- **ACTIVITY 1**
In the passage on nutritious diets for adolescent girls, what share of households in low-income countries could not afford a nutrient-adequate diet?
- **ACTIVITY 2**
Retype the passage on nutritious diets for adolescent girls word for word, everything from "In most low- and" down to "cover nutrient needs.".

- **SELECTED PASSAGE**
====

In most low- and middle-income settings, the political, developmental and agricultural policies of the past several decades have been oriented primarily towards the production of staple foods to ensure adequate food supply (Pingali, 2015) rather than nutritious foods (OECD, 2021). Programmes promoting food production and food security should be expanded to focus not only on cereal staples but also on comparatively cheap local sources of nutrients like beans which, as can be seen in the Burundi example, provide both energy and a significant share of the micronutrients needed to cover nutrient needs.

To meet the needs of an adolescent girl, households must be able to purchase and/or produce an adequate quantity of nutritious foods. Across the FNG analysis included in this paper, 39% to 76% of households could not afford a nutrient-adequate diet in low-income countries and 11% to 78% in low-middle income countries. If the household cannot afford the lowest-cost nutritious diet, the needs of those with the highest costs of the nutritious diets – such as adolescent girls – are most likely not met. Interventions that focus on social protection, that support income-generation or strengthen livelihoods with diversification of food production and the transformation or preservation of nutritious foods can help to reduce the barriers to accessing nutritious diets.

Efforts to add micronutrients to the diets of vulnerable groups, including adolescent girls, need to be increased. Fortification and bio-fortification of staples and commonly consumed foods and condiments, such as fish sauce, bouillon cubes and salt, can inexpensively provide nutrients for the general population (WHO & FAO, 2006). Adolescent girls, whether they are pregnant or not, can also benefit from iron and folic acid or multiple-micronutrient supplementation (Engle-Stone et al, 2019).

Conclusion

The costs of nutrient-adequate diets based on real food prices offer insights into how food systems promote or hinder access to nutritious diets. Evidence on the high cost of nutritious diets for adolescent girls can highlight the economic obstacles faced by this vulnerable group and can serve as a powerful advocacy tool to prioritise the inclusion of adolescent girls’ needs in food and nutrition policies. Access to inexpensive, micronutrient dense commodities within a food system decreases the comparative vulnerability of adolescent girls and other groups with higher needs as compared to less nutritionally vulnerable members in the household.

====

- **DATA SECTION**
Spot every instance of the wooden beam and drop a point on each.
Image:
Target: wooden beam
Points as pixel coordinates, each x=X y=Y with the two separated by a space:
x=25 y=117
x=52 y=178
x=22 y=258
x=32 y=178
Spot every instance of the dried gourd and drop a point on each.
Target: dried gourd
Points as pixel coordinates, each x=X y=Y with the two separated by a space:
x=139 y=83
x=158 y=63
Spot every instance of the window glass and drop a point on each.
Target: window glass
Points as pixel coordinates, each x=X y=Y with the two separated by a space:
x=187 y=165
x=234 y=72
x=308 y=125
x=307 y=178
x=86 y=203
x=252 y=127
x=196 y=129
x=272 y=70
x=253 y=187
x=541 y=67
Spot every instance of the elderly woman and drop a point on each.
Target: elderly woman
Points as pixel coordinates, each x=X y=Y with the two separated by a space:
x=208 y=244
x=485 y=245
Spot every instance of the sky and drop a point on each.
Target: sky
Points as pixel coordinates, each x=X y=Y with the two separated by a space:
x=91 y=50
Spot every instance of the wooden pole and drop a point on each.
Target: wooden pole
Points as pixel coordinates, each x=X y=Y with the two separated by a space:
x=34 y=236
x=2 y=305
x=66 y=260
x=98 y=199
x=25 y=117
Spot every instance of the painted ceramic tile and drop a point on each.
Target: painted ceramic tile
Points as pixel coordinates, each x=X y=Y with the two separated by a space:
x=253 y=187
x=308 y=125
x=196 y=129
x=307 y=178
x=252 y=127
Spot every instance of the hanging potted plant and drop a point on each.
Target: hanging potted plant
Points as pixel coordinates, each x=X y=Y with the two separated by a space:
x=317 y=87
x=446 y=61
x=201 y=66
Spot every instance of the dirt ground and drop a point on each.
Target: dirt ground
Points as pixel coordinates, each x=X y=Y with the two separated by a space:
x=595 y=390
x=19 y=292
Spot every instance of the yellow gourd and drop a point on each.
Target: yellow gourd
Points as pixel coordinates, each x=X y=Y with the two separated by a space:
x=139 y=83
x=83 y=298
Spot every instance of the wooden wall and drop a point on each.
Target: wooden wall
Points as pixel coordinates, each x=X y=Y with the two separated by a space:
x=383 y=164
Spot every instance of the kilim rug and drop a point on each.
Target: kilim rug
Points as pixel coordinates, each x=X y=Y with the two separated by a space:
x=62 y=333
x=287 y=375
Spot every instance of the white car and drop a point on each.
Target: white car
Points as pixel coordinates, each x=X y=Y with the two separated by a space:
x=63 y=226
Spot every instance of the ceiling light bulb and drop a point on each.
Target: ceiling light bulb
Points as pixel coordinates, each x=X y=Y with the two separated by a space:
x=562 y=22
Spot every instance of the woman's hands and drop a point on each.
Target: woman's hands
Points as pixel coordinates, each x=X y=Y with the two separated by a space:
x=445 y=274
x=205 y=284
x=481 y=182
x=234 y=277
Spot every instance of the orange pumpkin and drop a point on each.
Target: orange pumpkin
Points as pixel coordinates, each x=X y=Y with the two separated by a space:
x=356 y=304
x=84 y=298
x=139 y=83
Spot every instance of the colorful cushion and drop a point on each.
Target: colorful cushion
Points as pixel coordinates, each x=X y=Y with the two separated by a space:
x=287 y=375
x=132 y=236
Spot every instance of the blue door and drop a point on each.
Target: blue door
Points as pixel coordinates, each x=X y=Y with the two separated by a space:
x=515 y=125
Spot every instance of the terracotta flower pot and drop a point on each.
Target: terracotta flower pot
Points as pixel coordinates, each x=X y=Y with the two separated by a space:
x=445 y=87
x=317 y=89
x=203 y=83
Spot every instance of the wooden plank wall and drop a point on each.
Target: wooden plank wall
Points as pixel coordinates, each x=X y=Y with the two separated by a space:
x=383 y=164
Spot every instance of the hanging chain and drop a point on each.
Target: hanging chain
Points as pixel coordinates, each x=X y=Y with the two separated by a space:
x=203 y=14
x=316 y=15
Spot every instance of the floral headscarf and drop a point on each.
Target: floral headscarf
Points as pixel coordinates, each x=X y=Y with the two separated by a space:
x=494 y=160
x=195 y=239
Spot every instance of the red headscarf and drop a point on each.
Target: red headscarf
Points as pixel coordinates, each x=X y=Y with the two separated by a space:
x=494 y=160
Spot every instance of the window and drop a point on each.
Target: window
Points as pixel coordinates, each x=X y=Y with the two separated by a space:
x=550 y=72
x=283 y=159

====

- **FINAL ANSWER 1**
39% to 76% of households.

- **FINAL ANSWER 2**
In most low- and middle-income settings, the political, developmental and agricultural policies of the past several decades have been oriented primarily towards the production of staple foods to ensure adequate food supply (Pingali, 2015) rather than nutritious foods (OECD, 2021). Programmes promoting food production and food security should be expanded to focus not only on cereal staples but also on comparatively cheap local sources of nutrients like beans which, as can be seen in the Burundi example, provide both energy and a significant share of the micronutrients needed to cover nutrient needs.